== Problem ==
Reproduce all of the entries below exactly, without images.

### Input

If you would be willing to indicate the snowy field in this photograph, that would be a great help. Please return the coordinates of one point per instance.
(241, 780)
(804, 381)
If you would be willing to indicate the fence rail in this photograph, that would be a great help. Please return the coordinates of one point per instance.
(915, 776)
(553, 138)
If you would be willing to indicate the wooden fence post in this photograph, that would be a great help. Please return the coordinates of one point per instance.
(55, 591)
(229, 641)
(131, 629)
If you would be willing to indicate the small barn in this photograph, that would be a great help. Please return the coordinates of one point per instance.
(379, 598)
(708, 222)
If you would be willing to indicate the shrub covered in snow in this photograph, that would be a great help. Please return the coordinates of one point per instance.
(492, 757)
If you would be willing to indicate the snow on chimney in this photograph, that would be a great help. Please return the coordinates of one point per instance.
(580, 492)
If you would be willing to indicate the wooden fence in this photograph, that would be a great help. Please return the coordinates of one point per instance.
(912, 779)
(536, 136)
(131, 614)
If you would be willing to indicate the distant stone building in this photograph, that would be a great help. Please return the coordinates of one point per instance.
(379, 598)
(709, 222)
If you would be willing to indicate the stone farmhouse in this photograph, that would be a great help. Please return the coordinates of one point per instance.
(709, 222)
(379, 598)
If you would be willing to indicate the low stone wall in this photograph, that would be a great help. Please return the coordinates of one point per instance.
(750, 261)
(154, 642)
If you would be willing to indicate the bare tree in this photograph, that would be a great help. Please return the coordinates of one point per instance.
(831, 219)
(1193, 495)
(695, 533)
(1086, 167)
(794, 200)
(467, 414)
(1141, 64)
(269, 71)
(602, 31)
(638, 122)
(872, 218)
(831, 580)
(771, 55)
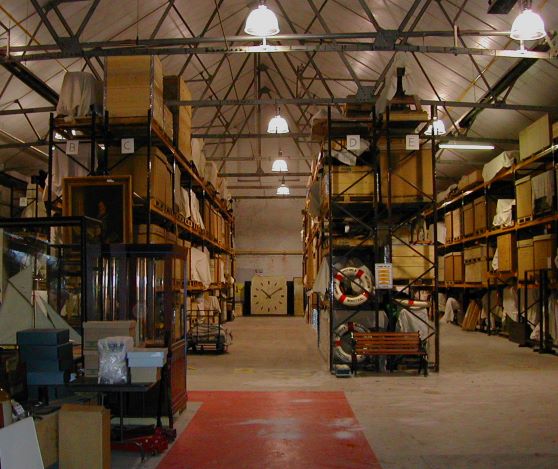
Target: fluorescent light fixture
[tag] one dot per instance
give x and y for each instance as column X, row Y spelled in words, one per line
column 528, row 26
column 283, row 189
column 438, row 126
column 278, row 125
column 261, row 22
column 279, row 166
column 466, row 146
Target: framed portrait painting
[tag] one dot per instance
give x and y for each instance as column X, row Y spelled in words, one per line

######

== Response to the exercise ==
If you would be willing to indicate the snowy field in this photograph, that would be a great help. Please return the coordinates of one point per instance.
(241, 780)
(804, 381)
If you would be willing to indicate the fence rail in this photograph, that would be a great help. Please return the coordinates of one point per instance.
(915, 776)
(553, 138)
If you would be willing to indicate the wooden fence post in this photograph, that would be a great help. Please return the coordinates of one point per instance.
(55, 591)
(229, 641)
(131, 629)
If you would be willing to indicate the small barn in this photograph, that would be a great help. Please return the coordinates of one point per instance.
(379, 598)
(708, 222)
If you would be willing to indicate the shrub covered in snow in this photograph, that would be a great help. Please return the coordinates of one point per instance.
(492, 757)
If you would be willing to indicate the snow on chimney in this photograph, that would be a great help. Please return the coordinates of one point per instance.
(580, 492)
If you would be willing to indicate the wooden fence in this photograph, that would be a great help. Please return the coordinates of one point per instance.
(912, 779)
(536, 136)
(131, 614)
If you would be willing to indicate the distant stone building in this photograph, that would be a great help. Please return the coordinates of one point per instance.
(379, 598)
(709, 222)
If you would be willing to indicate the stone farmhouse in this photograph, that would be a great help. Please return the coordinates of one point per instance.
(709, 222)
(379, 598)
If you would be willing to indicate the low stone wall in this photograph, that would be a great help. Please return the coordinates of one point per instance.
(750, 261)
(154, 642)
If you would be willing to indicate the bare tree in this photograph, that would be a great help. Please return the coordinates of one point per instance.
(831, 219)
(1193, 495)
(695, 533)
(1086, 167)
(794, 200)
(467, 414)
(1141, 64)
(269, 71)
(602, 31)
(638, 122)
(872, 218)
(831, 580)
(771, 55)
Target: fluorescent light fixture
[tag] one dot per instance
give x and y for each instance as column X, row Y spelled in words, one per line
column 528, row 26
column 283, row 189
column 438, row 126
column 278, row 125
column 261, row 22
column 279, row 166
column 466, row 146
Target: framed portrait painting
[tag] one dot per instance
give x and y for each instance as column X, row Y spelled in words, one per line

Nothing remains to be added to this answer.